Kutipan Terpilih ::
+===+
Agama dan Politik
A
A
A
Komaruddin Hidayat
Guru Besar Universitas Islam Negeri (UIN) Syarif Hidayatullah
@komar_hidayat
Hubungan agama dan politik selalu heboh. Ajaran agama menekankan keimanan, ritual peribadatan, dan moralitas. Adapun politik menekankan aturan main yang mengarah pada perebutan dan pembagian kekuasaan dalam konteks kehidupan bernegara.
Kedua aspek itu pada praktiknya saling memengaruhi, bahkan tak terpisahkan. Terlebih dalam ajaran dan sejarah Islam, agama dan politik sejak masa Rasulullah sampai sekarang senantiasa menyatu.
Ini berbeda dari ajaran Kristen yang memisahkan antara hak gereja dan negara. Makanya dalam masyarakat kristiani di Barat, agama itu menjadi urusan pribadi. Negara tidak boleh intervensi. Negara melindungi dan mengatur seseorang sebagai warga negara, tetapi bukan penggembala umat yang beriman.
Jika ditarik pada sosok pembawanya, riwayat hidup Yesus dan Muhammmad memang berbeda. Jadi, ingatan kolektif umat Islam dan Kristen mengenai agama dan politik memang berbeda. Peran sosial politik yang dicontohkan Yesus dan Muhammad tidaklah sama.
+===+
Bahan yang Diberikan ::
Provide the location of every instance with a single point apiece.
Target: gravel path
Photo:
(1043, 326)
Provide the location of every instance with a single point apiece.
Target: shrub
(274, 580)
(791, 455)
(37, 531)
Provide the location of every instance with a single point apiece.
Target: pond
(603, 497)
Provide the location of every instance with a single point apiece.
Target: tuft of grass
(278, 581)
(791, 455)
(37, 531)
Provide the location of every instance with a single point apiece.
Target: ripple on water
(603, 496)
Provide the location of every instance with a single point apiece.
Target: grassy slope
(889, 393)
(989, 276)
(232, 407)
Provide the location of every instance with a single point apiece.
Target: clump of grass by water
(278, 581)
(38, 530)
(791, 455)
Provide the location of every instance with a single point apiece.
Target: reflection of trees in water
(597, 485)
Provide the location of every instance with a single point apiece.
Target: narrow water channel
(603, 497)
+===+
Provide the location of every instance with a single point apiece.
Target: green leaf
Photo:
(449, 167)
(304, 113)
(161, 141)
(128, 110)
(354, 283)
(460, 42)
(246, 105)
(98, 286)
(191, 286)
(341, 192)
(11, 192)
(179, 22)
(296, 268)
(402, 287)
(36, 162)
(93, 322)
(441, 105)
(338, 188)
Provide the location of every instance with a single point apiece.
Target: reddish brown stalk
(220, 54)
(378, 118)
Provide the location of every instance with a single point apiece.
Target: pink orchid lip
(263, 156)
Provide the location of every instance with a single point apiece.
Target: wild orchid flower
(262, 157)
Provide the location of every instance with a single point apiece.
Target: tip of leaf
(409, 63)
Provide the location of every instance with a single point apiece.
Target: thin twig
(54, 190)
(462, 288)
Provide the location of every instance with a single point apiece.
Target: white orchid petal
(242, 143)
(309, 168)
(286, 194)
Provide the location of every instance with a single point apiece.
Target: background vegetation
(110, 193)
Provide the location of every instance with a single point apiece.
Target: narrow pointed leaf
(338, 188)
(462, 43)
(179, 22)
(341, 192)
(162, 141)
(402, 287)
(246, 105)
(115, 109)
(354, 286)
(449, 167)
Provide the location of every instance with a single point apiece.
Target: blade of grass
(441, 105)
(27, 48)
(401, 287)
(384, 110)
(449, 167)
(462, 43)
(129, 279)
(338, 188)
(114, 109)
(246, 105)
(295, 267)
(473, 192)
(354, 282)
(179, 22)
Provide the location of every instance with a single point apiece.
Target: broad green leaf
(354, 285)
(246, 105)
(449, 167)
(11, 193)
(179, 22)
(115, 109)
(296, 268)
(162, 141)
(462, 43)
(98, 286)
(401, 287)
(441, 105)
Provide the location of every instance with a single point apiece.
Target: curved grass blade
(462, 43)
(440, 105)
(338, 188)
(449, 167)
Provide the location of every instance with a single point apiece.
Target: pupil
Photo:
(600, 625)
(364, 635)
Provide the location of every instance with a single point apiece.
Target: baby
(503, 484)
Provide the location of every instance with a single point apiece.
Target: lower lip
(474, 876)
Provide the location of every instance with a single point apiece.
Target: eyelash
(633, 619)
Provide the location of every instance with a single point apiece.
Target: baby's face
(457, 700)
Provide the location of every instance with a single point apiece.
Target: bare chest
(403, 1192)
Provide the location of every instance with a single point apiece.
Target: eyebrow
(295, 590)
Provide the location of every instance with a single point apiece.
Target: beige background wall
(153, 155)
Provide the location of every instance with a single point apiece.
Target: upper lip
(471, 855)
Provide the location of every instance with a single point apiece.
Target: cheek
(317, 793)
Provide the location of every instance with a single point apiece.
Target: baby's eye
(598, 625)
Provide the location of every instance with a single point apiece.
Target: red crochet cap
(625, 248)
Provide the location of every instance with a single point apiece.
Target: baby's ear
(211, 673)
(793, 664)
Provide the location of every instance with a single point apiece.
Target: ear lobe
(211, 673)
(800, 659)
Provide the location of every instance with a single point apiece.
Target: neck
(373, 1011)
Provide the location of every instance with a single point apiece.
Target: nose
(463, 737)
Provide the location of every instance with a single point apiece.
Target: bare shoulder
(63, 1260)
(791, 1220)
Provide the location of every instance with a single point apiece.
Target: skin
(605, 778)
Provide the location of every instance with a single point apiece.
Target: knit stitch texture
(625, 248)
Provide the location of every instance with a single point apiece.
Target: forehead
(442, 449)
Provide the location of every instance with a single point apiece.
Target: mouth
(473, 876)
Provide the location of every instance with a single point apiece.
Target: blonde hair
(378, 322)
+===+
Soal Latihan 1 ::
Tolong jawab pertanyaan berikut berdasarkan kutipan tentang agama dan politik.
(a) Tiga hal apa yang ditekankan oleh ajaran agama?
(b) Dalam masyarakat kristiani di Barat, agama menjadi urusan apa?
(c) Sejak masa siapa agama dan politik menyatu dalam sejarah Islam?
Soal Latihan 2 ::
Sebutkan setiap baris entri yang memuat kata "green". Perbedaan huruf besar dan kecil diperhitungkan.

Hasil Latihan 1 ::
(a) Keimanan, ritual peribadatan, dan moralitas.
(b) Urusan pribadi.
(c) Sejak masa Rasulullah sampai sekarang.

Hasil Latihan 2 ::
Target: green leaf
Target: broad green leaf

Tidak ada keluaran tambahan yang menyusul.